O petrolão atingiu em cheio a operação das maiores empreiteiras do país, e algumas delas já entraram, inclusive, com pedido de recuperação judicial. Mas há quem encontre na desgraça do clube do bilhão uma oportunidade. Enquanto um bloqueio cautelar impede que 30 empresas envolvidas na Lava Jato prestem serviços para a Petrobras, e processos em curso na Controladoria-Geral da União (CGU) as ameaçam com a inidoneidade, que as proibiria de de trabalhar para a União, construtoras médias se preparam para crescer no vácuo das grandes. O conceito de "construtora média" é impreciso. A reportagem do site de VEJA, contudo, selecionou seis empresas com faturamento anual entre 300 milhões e 2 bilhões de reais que, seja pela saúde financeira, pelo estilo de gestão ou por contarem com alguma expertise no atendimento ao governo, estão aptas a conquistar território rapidamente: Método, Racional, Encalso, Cowan, Aterpa e Hochtief. Elas têm caminho livre para se tornar gigantes – em um novo ambiente, no qual impere a legalidade.
Dificilmente uma construtora de porte médio terá musculatura para fazer frente à Camargo Corrêa ou à Odebrecht no médio prazo. Empresas como as do clube do bilhão não se tornaram grandes do dia para a noite. Quase todas em operação há mais de meio século, elas cresceram também graças a uma janela de oportunidade: surfaram como poucas na onda da construção civil da ditadura militar. Antes de serem tragadas pelo petrolão, passaram décadas ajudando a desenvolver os grotões do país. Mas, diante da possibilidade de se tornarem inidôneas na esteira da Lava Jato, a fila se organiza para substituí-las.

* [Problema proposto]: Por favor, diga quais seis construtoras médias a reportagem do site de VEJA selecionou, segundo o trecho sobre o petrolão.

* [Itens listados]:

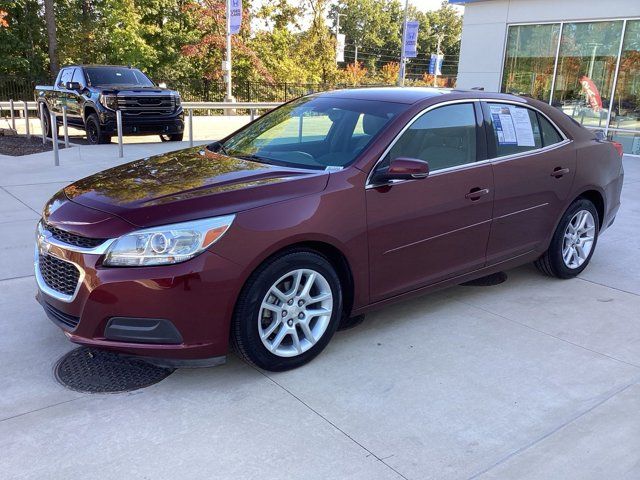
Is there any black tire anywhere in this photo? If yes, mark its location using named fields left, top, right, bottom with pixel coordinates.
left=535, top=198, right=600, bottom=279
left=42, top=107, right=59, bottom=138
left=231, top=250, right=342, bottom=371
left=160, top=133, right=184, bottom=142
left=84, top=113, right=111, bottom=145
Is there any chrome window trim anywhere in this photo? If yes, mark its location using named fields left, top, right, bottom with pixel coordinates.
left=365, top=98, right=573, bottom=190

* [Resposta esperada]: Método, Racional, Encalso, Cowan, Aterpa e Hochtief.